● SELECTED EXTRACT:
===============

FDA Debars Doc In Pfizer Research Scandal
4 CommentsBy Ed Silverman // November 16th, 2011 // 8:06 am
Do you remember Scott Reuben? He was accused of faking research for a dozen years in published studies suggesting after-surgery benefits from Vioxx and Celebrex. Last year, he was sentenced to six months in jail plus three years supervised release after pleading guilty to fraud. The former chief of acute pain at Baystate Medical Center received grants from various drugmakers but never performed the studies, fabricated patient data and submitted info to journals that was unwittingly published.
Now, the FDA has permanently debarring him from providing services in any capacity to a person that has an approved or pending drug product application, according to the debarment order, which was published today in The Federal Register. The agency will also not accept or review any abbreviated new drug applications submitted by or with his assistance during his period of debarment, which is forever (you can read the order here).
In the aftermath, by the way, the hospital asked the journals to retract the studies, some of which reported favorable results from painkillers including Pfizer’s Bextra, Celebrex and Lyrica, and Merck’s Vioxx. His studies also claimed Wyeth’s Effexor antidepressant could be used as a painkiller. Pfizer gave Reuben five research grants between 2002 and 2007, and he was a member of its speakers bureau, giving talks about Pfizer drugs to colleagues. Separately, the journal Anesthesia & Analgesia retracted 10 of Reuben’s studies, while the journal Anesthesiology retracted three studies.
Condor
Great stuff, Ed!
Interesting that of the drugs — three of them, Celebrex, Bextra and Vioxx — are in one way or another linked to one CEO: Ex-Schering-Plough CEO Fred Hassan.
He and Carrie Cox sold Pharmacia to Pfizer, and just before that transaction, had very-aggressively launched the then blockbusters Celebrex and Bextra, using the above researcher’s data.
Vioxx was technically a Merck legacy product, but Hassan busted up Schering-Plough, as he sold it to Merck.
Wonder how many times the two met. There’s a saying in drug research: “When the data looks too good to be true. . . it probably is.”

===============

● DATA LISTING:
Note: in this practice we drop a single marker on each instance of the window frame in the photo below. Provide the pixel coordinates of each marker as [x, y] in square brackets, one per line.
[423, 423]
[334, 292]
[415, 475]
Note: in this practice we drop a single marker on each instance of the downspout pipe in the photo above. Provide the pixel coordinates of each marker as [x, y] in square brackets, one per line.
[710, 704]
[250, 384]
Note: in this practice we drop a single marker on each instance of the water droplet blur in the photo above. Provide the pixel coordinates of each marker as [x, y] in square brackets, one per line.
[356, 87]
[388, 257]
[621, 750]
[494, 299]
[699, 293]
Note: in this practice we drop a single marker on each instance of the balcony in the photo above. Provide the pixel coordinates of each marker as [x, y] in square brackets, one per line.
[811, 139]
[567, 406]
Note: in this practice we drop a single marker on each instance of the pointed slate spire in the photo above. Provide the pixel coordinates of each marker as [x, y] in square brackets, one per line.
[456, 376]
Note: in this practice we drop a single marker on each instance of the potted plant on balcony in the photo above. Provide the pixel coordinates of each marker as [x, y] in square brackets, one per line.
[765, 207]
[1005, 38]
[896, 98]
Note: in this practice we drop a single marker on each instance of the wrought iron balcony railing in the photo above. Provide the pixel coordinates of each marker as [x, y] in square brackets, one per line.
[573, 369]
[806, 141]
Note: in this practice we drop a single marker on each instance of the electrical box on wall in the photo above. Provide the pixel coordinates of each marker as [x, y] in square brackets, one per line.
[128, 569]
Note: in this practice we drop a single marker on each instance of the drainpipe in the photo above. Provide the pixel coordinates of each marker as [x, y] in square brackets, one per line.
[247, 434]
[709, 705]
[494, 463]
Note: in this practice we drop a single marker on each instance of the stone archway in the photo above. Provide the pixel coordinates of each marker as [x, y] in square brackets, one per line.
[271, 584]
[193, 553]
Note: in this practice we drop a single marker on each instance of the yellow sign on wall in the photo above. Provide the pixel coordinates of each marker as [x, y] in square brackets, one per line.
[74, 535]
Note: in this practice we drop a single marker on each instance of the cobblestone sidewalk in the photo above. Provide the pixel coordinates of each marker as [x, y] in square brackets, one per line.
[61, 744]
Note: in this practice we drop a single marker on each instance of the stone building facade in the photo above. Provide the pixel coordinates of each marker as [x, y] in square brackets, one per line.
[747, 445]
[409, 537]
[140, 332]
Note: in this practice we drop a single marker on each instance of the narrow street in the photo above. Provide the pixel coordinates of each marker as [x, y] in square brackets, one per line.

===============

● TASK A:
In the article about the FDA debarring Scott Reuben, how many of his studies did the journal Anesthesia & Analgesia retract?
● TASK B:
Pick up the article about the FDA debarring Scott Reuben from the point where it stops.

● TASK RESULT A:
It retracted 10 of his studies.

● TASK RESULT B:
Hmmmmmm. . . how much did the executive team know?
original industry insider
He is also debarred from entering into any future Jeff Foxworthy lookalike contests.
http://www.jefffoxworthy.com/homepage.shtml
company insider
I worked for Fred and NEVER say a paper by Reuben. Pharmacia and Fred and Carrie had very good morale and we were specifically told to NOT Market Bextra in particular ways and not use certain off-label materials. THey told us to NOT do exactly what Pfizer’s management told us to do. His biggest problem appears to be building organizations and then selling them which screwed a lot of people working underneath him. However, I was never in any of these meetings were any of the illegal activity might have been discussed. But he seemed like a pretty good leader to me until he sold us. He also made sure the employees were at least a little protected from Pfizer. We were told that if Pfizer wanted us to leave in the first two years and we agreed– we were guaranteed our severance agreement that we would have received if we had never worked for Pfizer. I thought that was nice of them to set that up since they had an idea as to what might happen otherwise.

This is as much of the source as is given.